### AIM
Reproduce every one of the records below word for word, leaving out the pictures.

### RECORDS FOR THE EXERCISE
--

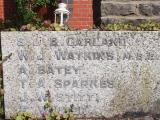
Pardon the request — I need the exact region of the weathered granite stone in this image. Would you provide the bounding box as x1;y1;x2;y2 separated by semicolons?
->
1;31;160;118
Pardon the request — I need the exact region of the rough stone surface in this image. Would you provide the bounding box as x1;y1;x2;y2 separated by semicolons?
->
139;4;160;16
1;31;160;118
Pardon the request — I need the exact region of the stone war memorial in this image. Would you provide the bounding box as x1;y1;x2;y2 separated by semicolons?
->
1;31;160;118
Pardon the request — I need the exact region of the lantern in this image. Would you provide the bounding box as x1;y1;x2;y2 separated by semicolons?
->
55;3;70;26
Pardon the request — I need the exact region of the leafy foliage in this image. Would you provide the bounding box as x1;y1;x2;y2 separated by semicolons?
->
33;0;60;7
105;22;160;31
15;0;59;25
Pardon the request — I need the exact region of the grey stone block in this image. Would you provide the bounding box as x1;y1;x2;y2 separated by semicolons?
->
1;31;160;120
139;4;160;16
101;3;137;17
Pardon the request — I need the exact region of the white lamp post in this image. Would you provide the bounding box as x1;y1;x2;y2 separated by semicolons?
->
55;3;70;26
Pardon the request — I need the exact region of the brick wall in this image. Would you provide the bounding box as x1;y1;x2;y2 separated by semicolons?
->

--

### RESPONSE TO THE EXERCISE
Pardon the request — I need the exact region of the weathered granite stone in this image. Would you provide the bounding box as x1;y1;x2;y2 separated by semicolons?
->
1;31;160;118
Pardon the request — I need the exact region of the rough stone surface in this image. Would you provide the bounding box as x1;y1;x2;y2 separated by semicolons?
->
139;4;160;16
1;31;160;118
Pardon the request — I need the exact region of the stone war memorial in this image. Would you provide the bounding box as x1;y1;x2;y2 separated by semicolons?
->
1;31;160;118
Pardon the request — I need the exact region of the lantern in this image. Would you provide the bounding box as x1;y1;x2;y2 separated by semicolons?
->
55;3;70;26
Pardon the request — I need the exact region of the leafy foliage in this image. Would you provide the bounding box as x1;y1;x2;y2 separated by semicolons?
->
33;0;60;7
105;22;160;31
15;0;59;25
Pardon the request — I need the exact region of the grey stone block in this image. Would you provide the bounding box as x1;y1;x2;y2 separated by semicolons?
->
1;31;160;120
139;4;160;16
101;3;137;17
Pardon the request — I need the exact region of the white lamp post in this image. Would you provide the bounding box as x1;y1;x2;y2 separated by semicolons?
->
55;3;70;26
Pardon the request — I need the exact region of the brick wall in this image. Would you provide the bounding box as x1;y1;x2;y2 separated by semicolons?
->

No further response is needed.